=== Begin Enclosure ===
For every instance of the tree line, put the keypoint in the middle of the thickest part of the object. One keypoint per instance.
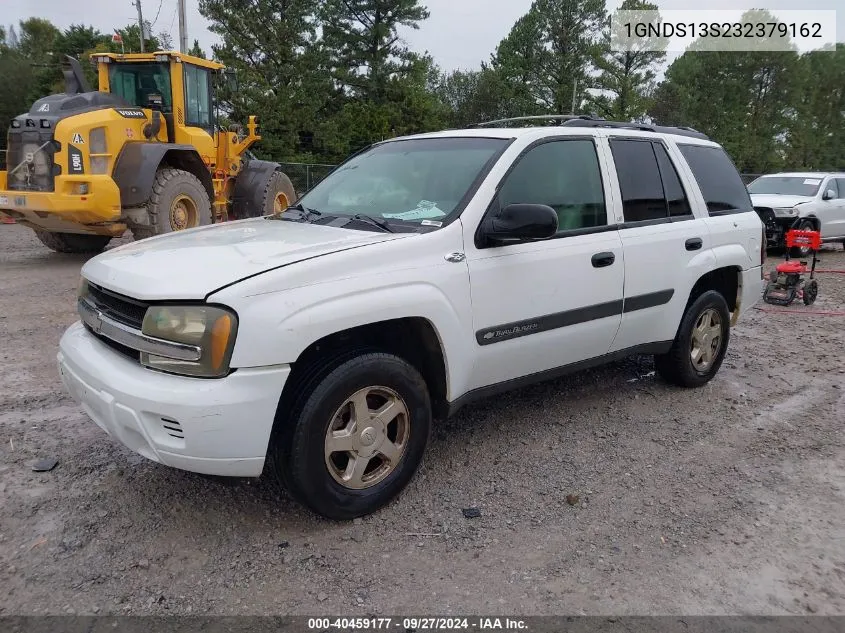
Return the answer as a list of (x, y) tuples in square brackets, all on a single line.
[(328, 78)]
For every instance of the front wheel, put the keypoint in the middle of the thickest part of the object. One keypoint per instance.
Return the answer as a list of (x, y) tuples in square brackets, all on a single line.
[(356, 440), (700, 344)]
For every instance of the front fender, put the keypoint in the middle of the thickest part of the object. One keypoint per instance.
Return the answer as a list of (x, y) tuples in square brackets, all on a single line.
[(276, 328)]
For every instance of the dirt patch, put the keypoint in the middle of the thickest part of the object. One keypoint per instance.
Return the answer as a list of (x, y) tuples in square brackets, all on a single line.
[(727, 499)]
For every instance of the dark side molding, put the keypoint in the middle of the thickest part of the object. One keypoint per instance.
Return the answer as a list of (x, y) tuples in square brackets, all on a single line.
[(526, 327), (481, 393)]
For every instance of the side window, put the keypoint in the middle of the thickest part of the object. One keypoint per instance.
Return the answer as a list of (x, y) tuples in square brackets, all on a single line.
[(564, 175), (197, 97), (639, 180), (676, 199), (718, 179)]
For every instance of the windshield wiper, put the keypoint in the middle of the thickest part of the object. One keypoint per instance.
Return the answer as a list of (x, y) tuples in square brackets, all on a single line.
[(371, 220), (305, 213)]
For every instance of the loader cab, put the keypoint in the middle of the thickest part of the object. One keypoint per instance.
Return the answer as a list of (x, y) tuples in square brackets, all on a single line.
[(144, 85), (180, 86)]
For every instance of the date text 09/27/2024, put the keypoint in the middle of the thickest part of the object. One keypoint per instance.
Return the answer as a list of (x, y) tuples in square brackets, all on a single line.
[(417, 624)]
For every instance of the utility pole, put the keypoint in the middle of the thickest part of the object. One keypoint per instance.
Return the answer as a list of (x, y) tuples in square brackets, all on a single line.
[(140, 23), (183, 28)]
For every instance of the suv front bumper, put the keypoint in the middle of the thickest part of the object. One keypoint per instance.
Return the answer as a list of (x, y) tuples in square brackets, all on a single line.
[(213, 426)]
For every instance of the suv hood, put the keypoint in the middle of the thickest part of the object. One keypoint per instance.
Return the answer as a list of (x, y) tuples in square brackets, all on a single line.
[(194, 263), (774, 200)]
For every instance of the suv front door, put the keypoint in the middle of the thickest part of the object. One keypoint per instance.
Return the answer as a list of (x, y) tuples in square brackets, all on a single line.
[(540, 305)]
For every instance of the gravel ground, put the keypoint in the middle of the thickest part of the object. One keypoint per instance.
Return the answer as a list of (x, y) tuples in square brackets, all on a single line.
[(727, 499)]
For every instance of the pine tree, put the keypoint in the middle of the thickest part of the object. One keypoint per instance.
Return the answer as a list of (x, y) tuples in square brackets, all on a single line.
[(627, 77)]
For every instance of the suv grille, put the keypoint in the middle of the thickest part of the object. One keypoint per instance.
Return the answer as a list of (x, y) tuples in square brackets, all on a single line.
[(122, 309), (30, 153)]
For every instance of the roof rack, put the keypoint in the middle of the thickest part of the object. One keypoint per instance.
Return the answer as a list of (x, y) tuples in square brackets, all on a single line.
[(660, 129), (539, 117), (587, 120)]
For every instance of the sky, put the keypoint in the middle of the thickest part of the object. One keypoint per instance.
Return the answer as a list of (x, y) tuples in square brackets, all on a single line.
[(459, 34)]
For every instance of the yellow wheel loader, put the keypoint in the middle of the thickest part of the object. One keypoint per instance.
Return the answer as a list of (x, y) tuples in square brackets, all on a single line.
[(144, 153)]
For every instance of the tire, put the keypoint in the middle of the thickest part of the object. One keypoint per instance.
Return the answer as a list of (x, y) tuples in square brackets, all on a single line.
[(313, 474), (811, 292), (179, 201), (677, 366), (73, 242), (278, 195), (804, 225)]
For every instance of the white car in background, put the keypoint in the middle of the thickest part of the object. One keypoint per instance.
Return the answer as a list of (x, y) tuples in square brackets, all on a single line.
[(794, 198)]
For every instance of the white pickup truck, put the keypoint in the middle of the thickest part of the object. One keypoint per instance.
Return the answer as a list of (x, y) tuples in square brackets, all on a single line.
[(320, 343)]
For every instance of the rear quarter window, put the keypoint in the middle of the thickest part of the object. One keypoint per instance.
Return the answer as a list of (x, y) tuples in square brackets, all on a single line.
[(718, 179)]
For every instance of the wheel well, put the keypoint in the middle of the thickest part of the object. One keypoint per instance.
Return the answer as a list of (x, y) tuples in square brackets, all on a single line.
[(191, 162), (723, 280), (414, 339)]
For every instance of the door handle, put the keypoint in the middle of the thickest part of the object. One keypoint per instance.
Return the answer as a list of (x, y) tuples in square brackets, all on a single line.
[(693, 244), (601, 260)]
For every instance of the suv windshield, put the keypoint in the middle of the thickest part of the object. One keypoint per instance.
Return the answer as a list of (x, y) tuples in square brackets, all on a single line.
[(142, 85), (786, 185), (413, 181)]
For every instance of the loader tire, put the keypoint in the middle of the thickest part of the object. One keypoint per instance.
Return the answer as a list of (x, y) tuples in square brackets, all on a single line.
[(73, 242), (279, 194), (179, 201)]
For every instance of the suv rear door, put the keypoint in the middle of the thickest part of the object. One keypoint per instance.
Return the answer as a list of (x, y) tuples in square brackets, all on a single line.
[(724, 201), (666, 247)]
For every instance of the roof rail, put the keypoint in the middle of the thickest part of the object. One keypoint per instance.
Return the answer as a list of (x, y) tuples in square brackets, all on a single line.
[(539, 117), (588, 120), (678, 131)]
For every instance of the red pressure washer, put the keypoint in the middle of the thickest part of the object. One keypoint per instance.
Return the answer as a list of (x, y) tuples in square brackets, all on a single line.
[(787, 282)]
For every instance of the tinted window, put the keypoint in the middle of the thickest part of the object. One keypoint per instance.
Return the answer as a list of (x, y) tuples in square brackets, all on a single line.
[(676, 199), (639, 180), (564, 175), (717, 178), (197, 97)]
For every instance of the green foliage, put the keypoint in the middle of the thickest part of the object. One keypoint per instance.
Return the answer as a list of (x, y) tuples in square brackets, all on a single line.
[(546, 57), (739, 98), (626, 77), (816, 112), (329, 78)]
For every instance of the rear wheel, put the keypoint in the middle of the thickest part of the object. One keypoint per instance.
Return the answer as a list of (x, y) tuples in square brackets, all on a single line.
[(279, 194), (73, 242), (355, 437), (700, 345), (179, 201)]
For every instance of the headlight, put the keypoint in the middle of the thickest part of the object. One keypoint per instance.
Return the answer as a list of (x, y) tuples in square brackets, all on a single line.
[(210, 328)]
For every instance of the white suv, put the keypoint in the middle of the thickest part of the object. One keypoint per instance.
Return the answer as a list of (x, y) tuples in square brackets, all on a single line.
[(426, 272), (793, 199)]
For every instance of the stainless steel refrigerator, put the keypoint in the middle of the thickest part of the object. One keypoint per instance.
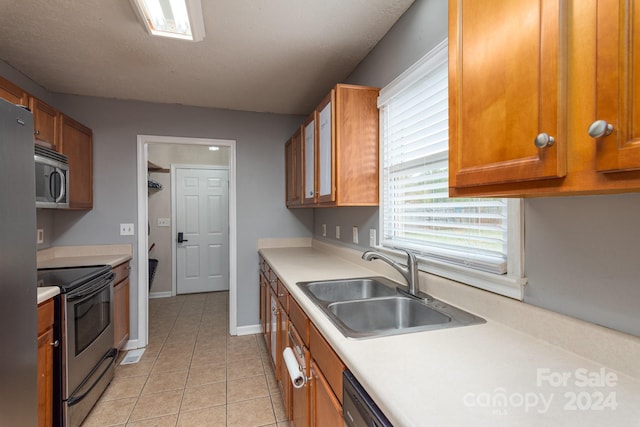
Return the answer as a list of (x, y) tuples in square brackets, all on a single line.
[(18, 270)]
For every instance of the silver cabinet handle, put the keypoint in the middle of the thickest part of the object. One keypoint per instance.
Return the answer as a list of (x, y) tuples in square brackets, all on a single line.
[(544, 140), (600, 128)]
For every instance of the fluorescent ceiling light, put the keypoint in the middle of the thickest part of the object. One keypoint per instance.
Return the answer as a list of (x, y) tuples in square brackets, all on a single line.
[(180, 19)]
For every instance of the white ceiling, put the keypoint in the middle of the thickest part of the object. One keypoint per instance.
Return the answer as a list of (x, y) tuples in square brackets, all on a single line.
[(278, 56)]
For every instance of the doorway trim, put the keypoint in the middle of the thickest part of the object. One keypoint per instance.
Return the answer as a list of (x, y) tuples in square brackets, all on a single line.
[(143, 242)]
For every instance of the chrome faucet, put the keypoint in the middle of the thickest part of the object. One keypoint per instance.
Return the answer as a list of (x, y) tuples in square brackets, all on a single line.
[(410, 272)]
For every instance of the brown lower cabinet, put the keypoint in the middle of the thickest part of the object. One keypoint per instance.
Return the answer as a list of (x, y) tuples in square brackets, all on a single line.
[(285, 324), (45, 363), (326, 410)]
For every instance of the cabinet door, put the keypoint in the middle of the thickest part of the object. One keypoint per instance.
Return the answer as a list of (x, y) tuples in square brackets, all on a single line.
[(76, 142), (121, 313), (44, 122), (309, 160), (284, 381), (326, 149), (506, 91), (263, 303), (45, 363), (45, 378), (289, 173), (300, 396), (13, 93), (273, 328), (294, 168), (325, 408), (617, 86)]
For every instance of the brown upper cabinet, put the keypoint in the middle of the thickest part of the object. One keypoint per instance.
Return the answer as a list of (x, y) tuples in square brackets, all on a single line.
[(76, 142), (309, 160), (293, 152), (526, 82), (44, 123), (340, 149), (617, 126), (13, 93)]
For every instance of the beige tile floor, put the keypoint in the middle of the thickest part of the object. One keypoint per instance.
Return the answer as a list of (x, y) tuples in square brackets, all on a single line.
[(193, 373)]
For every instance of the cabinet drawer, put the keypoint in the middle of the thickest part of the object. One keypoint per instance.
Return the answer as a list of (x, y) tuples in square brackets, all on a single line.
[(45, 316), (283, 296), (299, 320), (121, 271), (327, 360)]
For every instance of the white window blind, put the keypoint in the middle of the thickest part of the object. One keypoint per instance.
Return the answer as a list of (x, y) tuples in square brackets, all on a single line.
[(417, 213)]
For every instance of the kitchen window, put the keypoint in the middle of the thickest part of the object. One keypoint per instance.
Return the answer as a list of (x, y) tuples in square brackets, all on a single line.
[(477, 241)]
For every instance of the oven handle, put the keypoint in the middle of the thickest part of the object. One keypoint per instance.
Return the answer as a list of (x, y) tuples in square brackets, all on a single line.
[(112, 353), (86, 293)]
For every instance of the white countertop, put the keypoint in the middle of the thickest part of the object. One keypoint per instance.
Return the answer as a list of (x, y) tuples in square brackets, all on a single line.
[(480, 375), (78, 256), (47, 292)]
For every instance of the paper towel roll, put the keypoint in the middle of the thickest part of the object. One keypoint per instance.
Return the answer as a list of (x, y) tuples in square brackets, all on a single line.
[(297, 377)]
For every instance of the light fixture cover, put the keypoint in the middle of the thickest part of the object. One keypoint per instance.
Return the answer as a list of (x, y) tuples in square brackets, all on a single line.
[(181, 19)]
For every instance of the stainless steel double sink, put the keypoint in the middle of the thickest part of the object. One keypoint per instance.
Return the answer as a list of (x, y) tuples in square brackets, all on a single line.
[(376, 306)]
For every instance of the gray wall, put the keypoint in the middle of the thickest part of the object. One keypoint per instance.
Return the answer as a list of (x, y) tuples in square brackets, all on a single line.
[(261, 210), (580, 252)]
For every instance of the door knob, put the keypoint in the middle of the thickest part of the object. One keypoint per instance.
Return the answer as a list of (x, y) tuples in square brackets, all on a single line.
[(600, 128), (544, 140)]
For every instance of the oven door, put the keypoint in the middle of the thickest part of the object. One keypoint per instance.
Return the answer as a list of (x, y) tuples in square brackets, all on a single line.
[(88, 330)]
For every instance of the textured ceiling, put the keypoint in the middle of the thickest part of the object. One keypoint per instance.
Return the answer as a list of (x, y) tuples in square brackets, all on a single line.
[(277, 56)]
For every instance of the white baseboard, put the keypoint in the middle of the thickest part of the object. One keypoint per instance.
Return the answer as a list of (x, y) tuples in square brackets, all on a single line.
[(249, 330), (166, 294), (131, 345)]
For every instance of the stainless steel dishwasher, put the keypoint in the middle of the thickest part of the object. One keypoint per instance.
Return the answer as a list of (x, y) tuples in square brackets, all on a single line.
[(358, 409)]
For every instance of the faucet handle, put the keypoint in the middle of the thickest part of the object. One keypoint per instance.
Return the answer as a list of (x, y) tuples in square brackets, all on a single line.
[(411, 257)]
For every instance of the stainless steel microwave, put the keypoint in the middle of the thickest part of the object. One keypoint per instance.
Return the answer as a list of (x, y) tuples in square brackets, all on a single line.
[(52, 178)]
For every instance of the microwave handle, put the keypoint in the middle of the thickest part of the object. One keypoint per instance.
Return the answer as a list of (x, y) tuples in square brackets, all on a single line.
[(62, 185)]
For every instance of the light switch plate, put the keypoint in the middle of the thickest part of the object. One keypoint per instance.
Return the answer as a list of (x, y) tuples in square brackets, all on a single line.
[(126, 229)]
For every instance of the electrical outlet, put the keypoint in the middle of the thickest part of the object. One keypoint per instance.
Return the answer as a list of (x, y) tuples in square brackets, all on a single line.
[(126, 229)]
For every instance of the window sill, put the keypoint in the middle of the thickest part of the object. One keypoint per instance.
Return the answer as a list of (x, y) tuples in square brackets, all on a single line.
[(509, 286)]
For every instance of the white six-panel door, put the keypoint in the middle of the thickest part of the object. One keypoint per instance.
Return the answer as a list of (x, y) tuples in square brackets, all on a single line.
[(202, 210)]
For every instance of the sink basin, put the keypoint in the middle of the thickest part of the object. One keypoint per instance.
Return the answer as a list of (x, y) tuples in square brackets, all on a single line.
[(350, 289), (376, 306), (382, 314)]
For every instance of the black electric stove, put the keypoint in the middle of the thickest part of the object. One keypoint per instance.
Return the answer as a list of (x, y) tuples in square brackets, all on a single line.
[(69, 278)]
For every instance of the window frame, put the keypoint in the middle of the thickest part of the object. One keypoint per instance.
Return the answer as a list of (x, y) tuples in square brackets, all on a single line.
[(510, 284)]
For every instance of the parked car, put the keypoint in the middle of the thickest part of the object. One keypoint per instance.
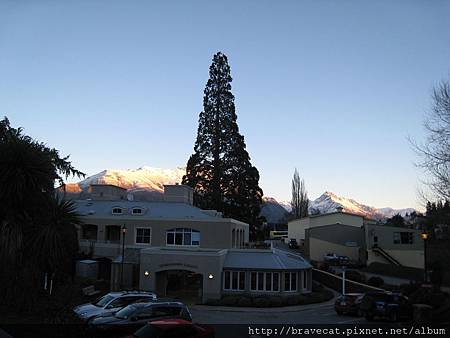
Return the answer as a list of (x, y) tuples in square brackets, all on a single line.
[(293, 244), (386, 305), (174, 328), (330, 257), (135, 316), (343, 260), (112, 302), (349, 304)]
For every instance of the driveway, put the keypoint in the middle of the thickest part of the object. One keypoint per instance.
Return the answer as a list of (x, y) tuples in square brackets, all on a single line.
[(306, 314)]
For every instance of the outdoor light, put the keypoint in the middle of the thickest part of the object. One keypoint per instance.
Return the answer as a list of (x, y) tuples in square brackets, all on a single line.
[(424, 236)]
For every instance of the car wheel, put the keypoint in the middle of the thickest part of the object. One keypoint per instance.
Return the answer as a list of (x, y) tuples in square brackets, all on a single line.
[(369, 317), (393, 317)]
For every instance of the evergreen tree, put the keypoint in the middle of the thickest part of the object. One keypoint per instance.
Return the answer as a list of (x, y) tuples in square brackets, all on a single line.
[(220, 170), (299, 201)]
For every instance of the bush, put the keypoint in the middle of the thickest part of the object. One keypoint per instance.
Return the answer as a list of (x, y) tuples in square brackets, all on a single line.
[(375, 281)]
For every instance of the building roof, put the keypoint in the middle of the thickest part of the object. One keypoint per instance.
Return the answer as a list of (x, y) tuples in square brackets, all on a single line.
[(274, 259), (150, 210)]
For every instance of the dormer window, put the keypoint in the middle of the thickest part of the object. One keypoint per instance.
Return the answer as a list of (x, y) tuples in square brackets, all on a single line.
[(137, 211), (117, 211)]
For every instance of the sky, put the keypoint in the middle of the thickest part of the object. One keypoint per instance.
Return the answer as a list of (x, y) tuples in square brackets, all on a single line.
[(333, 88)]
=== End Enclosure ===
### Activity
Copy out each line of the data that holds the string "side".

### Solution
For every instance of the dark side molding, put the keypoint in the middle of the thickest part of the object. One keypoint per instance.
For every instance of the side window, put the keypoint in the middle of the thickest part of the object. One keypoint per instance.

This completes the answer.